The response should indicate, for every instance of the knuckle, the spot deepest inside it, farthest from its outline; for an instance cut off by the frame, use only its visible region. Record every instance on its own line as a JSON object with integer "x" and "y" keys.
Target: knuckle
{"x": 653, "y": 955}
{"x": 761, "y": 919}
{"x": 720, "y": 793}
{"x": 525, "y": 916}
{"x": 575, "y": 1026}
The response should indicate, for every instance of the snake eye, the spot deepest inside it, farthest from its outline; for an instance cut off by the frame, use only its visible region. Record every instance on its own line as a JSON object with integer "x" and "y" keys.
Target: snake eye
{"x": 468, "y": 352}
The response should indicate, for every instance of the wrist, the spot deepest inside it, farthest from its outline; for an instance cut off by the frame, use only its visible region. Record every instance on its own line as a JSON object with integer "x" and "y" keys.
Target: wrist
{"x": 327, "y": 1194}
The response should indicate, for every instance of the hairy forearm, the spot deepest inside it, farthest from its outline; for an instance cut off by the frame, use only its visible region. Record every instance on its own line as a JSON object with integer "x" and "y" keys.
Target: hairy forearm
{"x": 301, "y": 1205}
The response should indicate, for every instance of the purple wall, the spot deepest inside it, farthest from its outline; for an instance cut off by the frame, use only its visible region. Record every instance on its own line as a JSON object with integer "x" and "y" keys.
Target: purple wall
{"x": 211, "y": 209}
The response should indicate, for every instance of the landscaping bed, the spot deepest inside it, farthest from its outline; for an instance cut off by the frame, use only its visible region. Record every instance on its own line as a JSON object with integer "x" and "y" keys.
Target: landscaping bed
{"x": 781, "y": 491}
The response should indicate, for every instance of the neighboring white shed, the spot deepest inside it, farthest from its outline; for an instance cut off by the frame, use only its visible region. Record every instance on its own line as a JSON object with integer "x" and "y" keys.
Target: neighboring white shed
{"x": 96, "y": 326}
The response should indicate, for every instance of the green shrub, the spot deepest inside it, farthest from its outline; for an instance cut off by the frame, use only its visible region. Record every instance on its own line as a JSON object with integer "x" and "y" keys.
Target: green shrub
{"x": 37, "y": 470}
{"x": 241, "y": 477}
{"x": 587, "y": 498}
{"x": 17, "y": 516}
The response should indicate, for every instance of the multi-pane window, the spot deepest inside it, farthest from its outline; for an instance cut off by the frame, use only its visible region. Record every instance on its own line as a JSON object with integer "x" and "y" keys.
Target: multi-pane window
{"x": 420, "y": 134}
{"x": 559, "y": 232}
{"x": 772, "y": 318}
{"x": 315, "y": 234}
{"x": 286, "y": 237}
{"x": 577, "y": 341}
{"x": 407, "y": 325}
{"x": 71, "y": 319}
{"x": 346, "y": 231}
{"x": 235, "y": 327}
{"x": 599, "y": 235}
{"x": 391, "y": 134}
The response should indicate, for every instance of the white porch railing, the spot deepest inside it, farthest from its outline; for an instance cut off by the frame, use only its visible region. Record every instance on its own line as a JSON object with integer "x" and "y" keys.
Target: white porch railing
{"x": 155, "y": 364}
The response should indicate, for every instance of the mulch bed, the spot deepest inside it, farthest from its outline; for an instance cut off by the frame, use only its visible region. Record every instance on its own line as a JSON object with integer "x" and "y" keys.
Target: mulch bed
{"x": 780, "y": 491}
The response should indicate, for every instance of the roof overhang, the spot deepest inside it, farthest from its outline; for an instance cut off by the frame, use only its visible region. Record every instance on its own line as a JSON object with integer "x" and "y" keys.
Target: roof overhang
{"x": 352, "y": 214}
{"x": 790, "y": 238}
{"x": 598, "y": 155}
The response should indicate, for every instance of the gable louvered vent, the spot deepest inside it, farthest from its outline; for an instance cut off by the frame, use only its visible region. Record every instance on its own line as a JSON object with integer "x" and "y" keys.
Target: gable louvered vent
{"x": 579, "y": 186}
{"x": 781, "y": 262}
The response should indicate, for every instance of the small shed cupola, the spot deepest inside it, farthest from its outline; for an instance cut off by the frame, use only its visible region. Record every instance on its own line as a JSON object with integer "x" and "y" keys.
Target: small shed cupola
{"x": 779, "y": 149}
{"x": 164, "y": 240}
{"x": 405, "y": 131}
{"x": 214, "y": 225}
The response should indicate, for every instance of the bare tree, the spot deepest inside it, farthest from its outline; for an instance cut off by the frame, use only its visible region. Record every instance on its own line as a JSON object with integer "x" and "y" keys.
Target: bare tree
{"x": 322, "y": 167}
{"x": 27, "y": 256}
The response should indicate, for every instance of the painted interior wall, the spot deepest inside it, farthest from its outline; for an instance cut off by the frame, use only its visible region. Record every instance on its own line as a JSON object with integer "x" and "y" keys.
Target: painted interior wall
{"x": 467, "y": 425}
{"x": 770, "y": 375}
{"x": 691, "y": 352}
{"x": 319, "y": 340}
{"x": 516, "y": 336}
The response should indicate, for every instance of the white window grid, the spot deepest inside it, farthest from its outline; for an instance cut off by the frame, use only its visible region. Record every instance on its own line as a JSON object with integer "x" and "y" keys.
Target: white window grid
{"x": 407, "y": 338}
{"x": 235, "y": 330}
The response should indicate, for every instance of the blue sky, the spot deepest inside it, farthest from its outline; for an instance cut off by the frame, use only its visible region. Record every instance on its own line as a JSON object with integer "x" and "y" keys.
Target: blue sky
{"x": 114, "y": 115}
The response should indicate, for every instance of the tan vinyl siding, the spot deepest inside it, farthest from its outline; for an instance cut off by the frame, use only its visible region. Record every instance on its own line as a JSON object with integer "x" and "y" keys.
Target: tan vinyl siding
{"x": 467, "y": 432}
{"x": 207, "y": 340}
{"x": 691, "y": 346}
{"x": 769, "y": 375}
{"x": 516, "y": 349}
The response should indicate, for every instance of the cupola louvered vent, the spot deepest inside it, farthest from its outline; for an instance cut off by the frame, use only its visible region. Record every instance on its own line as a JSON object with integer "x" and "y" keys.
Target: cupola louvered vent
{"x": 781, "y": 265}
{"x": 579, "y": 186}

## Short exercise
Quote the entire listing above word for word, from its first line to its last.

## Task result
The response should indicate, for every instance of the knuckle, the spot deepest inside it, farthest from its outline; for an instance cut off by the frame, use only its visible region. Record every instance on its own line as a JSON object with integer "x" and "y" keys.
Target: knuckle
{"x": 653, "y": 955}
{"x": 761, "y": 919}
{"x": 720, "y": 793}
{"x": 525, "y": 916}
{"x": 575, "y": 1026}
The response should indicate, for every instance of the snake eye, the spot deepest inside it, farthest from its outline; for an instance cut off by the frame, use only its visible region. Record every instance on its own line as a JSON object with integer "x" and "y" keys.
Target: snake eye
{"x": 468, "y": 352}
The response should indicate, for every instance of the wrist, the spot deepest inside it, farthest from its outline; for an instance cut off by the frame, use only its visible region. Record every instance on its own line as a JSON object with integer "x" and "y" keys.
Target: wrist
{"x": 327, "y": 1194}
The response should indicate, for every instance of the hairy forearm, the spot deepest inside it, farthest from its outline; for an instance cut off by the frame, use only its visible region. Record every instance on its own line as a JSON object with integer "x" and "y" keys.
Target: hairy forearm
{"x": 301, "y": 1205}
The response should indicate, for every instance of the purple wall, the spot deepest inside it, farthest from its outline; for an instance cut off by the frame, use only its visible region. Record every instance on its own line as a JSON object with integer "x" and "y" keys.
Target: purple wall
{"x": 211, "y": 209}
The response should indicate, for every instance of the landscaping bed, the spot deepest inside it, farthest from its outline; for an instance cut off by the frame, use only its visible region. Record every instance on its own line as a JSON object with integer "x" and "y" keys.
Target: landscaping bed
{"x": 781, "y": 491}
The response should indicate, for every instance of the neighboring white shed, the spot deepest inside it, farthest from its outline; for an instance cut off by the frame, use only its visible region. Record every instance on its own line as a JSON object with integer "x" and "y" keys.
Target: neighboring white shed
{"x": 96, "y": 326}
The response should indicate, for every instance of the green shrub, the spot deepest inside it, farthest from its outline; for an instance cut off by the frame, use only its visible region. Record every instance on its own line as a JSON object with integer "x" and "y" keys.
Target: green shrub
{"x": 37, "y": 470}
{"x": 241, "y": 477}
{"x": 587, "y": 498}
{"x": 17, "y": 516}
The response should indicate, for every instance of the multi-pane window, the spot deepest inside it, farthest from its outline; for an instance cut off by the frame, use only its visible region. Record every instance on its own line as a JSON object with integer "x" and "y" keys.
Target: multi-pane window
{"x": 420, "y": 134}
{"x": 559, "y": 232}
{"x": 772, "y": 318}
{"x": 315, "y": 234}
{"x": 286, "y": 237}
{"x": 577, "y": 341}
{"x": 407, "y": 325}
{"x": 71, "y": 319}
{"x": 346, "y": 231}
{"x": 235, "y": 327}
{"x": 599, "y": 235}
{"x": 391, "y": 134}
The response should indicate, for every instance of the white porch railing, the spot deepest inside it, farthest from its outline; for an instance cut off by the frame, use only its visible region. Record every instance on its own line as a JSON object with integer "x" and "y" keys.
Target: white porch railing
{"x": 155, "y": 364}
The response should indicate, for every instance of the mulch bed, the spot deepest inside it, farthest from its outline; for an instance cut off by the frame, use only its visible region. Record every instance on its own line as a JSON object with integer "x" and "y" keys.
Target: mulch bed
{"x": 780, "y": 491}
The response should indicate, for every instance of the roof overhang, the spot deepest inside it, farthest from its outline; for an instance cut off by the frame, use only its visible region. Record every instance on its own line as a JSON object with integer "x" and "y" keys.
Target: roof overhang
{"x": 352, "y": 214}
{"x": 790, "y": 238}
{"x": 598, "y": 155}
The response should indicate, for every instance of the gable louvered vent, the spot deepest inside it, farthest from its outline; for an instance cut off by the frame, use only its visible region. Record every instance on its own line as a JSON object with integer "x" and "y" keys.
Target: gable louvered vent
{"x": 579, "y": 186}
{"x": 781, "y": 262}
The response should indicate, for every instance of the small shed cupola, the spot deepest inside it, farthest from its outline; for an instance cut off by the frame, use only its visible region. Record every instance on its own line as a JSON object with integer "x" and "y" keys.
Target: small shed cupola
{"x": 779, "y": 149}
{"x": 164, "y": 240}
{"x": 405, "y": 131}
{"x": 214, "y": 225}
The response should indicate, for every instance of the bare tree, the spot deepest inside it, farthest from its outline; for an instance cut off by the frame, use only its visible region. Record every instance on its own line as a JSON object with integer "x" and "y" keys.
Target: bare tree
{"x": 322, "y": 167}
{"x": 27, "y": 256}
The response should indicate, for every instance of the painted interior wall, the spot deepest inside it, farthest from its outline; for an instance cut off by the frame, use only its visible region. Record every instance on its own line as a JSON object with integer "x" and "y" keys.
Target: painted interior wall
{"x": 467, "y": 425}
{"x": 770, "y": 375}
{"x": 691, "y": 352}
{"x": 319, "y": 340}
{"x": 516, "y": 336}
The response should indicate, for every instance of the white window grid, the spot deepest inside it, farthest from its outline; for an instance cut off by the frame, use only its visible region. Record every instance on its own line as a JSON object with integer "x" and "y" keys.
Target: white window grid
{"x": 407, "y": 338}
{"x": 235, "y": 330}
The response should indicate, for every instance of the blue sky, the spot deepest inside it, farthest from its outline; for an instance cut off by the frame, use only its visible region. Record every instance on its own line as a JSON object with integer "x" and "y" keys.
Target: blue sky
{"x": 114, "y": 115}
The response should indicate, for every instance of the tan vinyl siding, the spot deepest inside it, farthest from its outline; for an instance cut off by the frame, use only its visible region. Record every instance on its own line as a JSON object with integer "x" and "y" keys.
Target: tan vinyl siding
{"x": 467, "y": 432}
{"x": 207, "y": 340}
{"x": 691, "y": 346}
{"x": 769, "y": 375}
{"x": 516, "y": 349}
The response should indicate, for every instance of the cupola louvered vent, the spot deepest inside it, farthest from its outline; for an instance cut off by the frame, use only its visible region. Record every instance on its own line as a JSON object with integer "x" and "y" keys.
Target: cupola louvered vent
{"x": 781, "y": 265}
{"x": 579, "y": 186}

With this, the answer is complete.